- [Exercise directions]
Write out the whole listing below so that every line matches exactly.

═════ Exercise material ═════

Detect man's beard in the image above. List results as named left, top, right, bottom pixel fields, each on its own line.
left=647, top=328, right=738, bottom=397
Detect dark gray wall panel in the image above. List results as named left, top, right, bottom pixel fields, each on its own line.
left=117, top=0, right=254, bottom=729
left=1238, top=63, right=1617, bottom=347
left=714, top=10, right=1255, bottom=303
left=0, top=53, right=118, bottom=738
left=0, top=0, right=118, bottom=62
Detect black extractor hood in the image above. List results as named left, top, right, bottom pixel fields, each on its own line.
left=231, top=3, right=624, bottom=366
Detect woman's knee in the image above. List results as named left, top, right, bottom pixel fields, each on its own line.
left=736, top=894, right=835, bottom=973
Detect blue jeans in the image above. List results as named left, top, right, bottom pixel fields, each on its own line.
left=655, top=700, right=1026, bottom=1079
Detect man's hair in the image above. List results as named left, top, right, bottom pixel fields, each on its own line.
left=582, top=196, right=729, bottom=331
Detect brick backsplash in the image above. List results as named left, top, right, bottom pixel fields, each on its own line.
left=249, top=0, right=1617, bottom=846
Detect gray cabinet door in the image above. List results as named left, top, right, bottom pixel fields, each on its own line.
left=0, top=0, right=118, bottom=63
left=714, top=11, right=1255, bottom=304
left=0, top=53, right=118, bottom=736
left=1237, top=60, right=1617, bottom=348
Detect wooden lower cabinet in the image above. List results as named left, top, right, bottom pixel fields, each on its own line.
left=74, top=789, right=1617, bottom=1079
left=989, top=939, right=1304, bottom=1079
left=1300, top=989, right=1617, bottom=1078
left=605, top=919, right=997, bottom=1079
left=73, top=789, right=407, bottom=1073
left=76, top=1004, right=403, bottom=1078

═════

- [Your response]
Detect man's beard in the image above. List results as named left, top, right, bottom pixel fields, each on its own line.
left=647, top=328, right=738, bottom=397
Detect dark gray wall panel in the image above. List results as named left, top, right, bottom pixel fields, each on its own line.
left=117, top=0, right=254, bottom=729
left=1238, top=63, right=1617, bottom=347
left=714, top=10, right=1255, bottom=303
left=0, top=53, right=118, bottom=738
left=0, top=0, right=118, bottom=62
Detect black extractor hood in the image above. List results as named left, top, right, bottom pixel fields, each on its own line.
left=231, top=3, right=624, bottom=366
Detect woman's knee in the image above. List results as named left, top, right, bottom pixel fields, each on its own line.
left=736, top=894, right=835, bottom=973
Detect blue jeans in the image above. List results as named left, top, right, bottom pixel fields, each on its own line.
left=655, top=700, right=1026, bottom=1079
Detect man's hair in the image above. List results as named left, top, right, bottom pixel fields, each on its own line.
left=582, top=196, right=729, bottom=331
Detect brick backsplash in the image above. List results as named left, top, right, bottom pixel fields, each on its own line.
left=249, top=0, right=1617, bottom=846
Detect gray cabinet door in the image above. List results as named left, top, right, bottom pixel fields, each on its own line.
left=0, top=0, right=118, bottom=63
left=714, top=11, right=1255, bottom=304
left=0, top=53, right=118, bottom=736
left=1237, top=60, right=1617, bottom=348
Detect wooden lower cabinet in the image above. List results as named left, top, right, bottom pixel fields, each on its own line.
left=74, top=789, right=1617, bottom=1079
left=989, top=939, right=1304, bottom=1079
left=1300, top=989, right=1617, bottom=1078
left=605, top=919, right=997, bottom=1079
left=73, top=789, right=407, bottom=1073
left=76, top=1004, right=403, bottom=1078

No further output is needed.